Write out again everything in the listing from the very beginning down through the line that contains "[520,113,718,673]", keeping every word the same.

Detection examples
————————

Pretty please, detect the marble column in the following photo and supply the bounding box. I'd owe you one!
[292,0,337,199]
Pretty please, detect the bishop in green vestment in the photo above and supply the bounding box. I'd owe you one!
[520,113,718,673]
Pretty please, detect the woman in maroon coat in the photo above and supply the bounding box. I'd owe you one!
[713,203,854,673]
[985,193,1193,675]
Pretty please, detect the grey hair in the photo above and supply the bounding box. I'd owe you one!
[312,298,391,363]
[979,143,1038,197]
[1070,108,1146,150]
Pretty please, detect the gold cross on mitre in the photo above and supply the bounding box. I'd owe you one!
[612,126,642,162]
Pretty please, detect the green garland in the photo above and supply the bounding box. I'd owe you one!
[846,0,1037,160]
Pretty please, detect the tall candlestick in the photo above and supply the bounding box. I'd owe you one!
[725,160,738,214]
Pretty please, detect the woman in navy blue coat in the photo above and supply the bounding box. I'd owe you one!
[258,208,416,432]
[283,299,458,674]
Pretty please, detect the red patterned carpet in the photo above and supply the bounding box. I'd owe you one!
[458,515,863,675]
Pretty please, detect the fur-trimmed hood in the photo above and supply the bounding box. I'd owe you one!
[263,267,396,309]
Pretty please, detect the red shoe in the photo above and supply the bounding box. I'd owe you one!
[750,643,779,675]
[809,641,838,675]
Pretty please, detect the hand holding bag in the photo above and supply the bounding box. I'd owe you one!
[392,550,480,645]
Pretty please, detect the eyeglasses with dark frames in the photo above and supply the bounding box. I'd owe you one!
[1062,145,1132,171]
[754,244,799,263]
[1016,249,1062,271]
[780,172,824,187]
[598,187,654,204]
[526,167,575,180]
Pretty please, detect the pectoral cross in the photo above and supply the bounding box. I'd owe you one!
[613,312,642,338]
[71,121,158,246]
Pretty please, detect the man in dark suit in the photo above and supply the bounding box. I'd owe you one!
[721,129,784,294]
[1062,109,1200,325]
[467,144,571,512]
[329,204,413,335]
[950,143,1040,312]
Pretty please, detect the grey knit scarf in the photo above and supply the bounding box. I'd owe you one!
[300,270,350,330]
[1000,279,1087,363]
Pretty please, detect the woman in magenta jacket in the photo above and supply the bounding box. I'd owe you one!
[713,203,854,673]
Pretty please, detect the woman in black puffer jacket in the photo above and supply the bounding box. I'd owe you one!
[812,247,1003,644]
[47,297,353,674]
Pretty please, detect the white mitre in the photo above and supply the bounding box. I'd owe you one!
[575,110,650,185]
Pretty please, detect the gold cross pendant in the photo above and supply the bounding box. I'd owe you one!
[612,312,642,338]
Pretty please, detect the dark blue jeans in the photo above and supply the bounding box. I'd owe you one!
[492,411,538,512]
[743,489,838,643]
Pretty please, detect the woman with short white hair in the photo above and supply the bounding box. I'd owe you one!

————————

EXERCISE SOLUTION:
Pretty please, detect the marble column in the following photo and supply the bounding box. I'd owe you one!
[292,0,337,199]
Pretty please, detect the bishop in green vestment in the photo above and supply the bounding box. I'd owe you one!
[520,113,718,673]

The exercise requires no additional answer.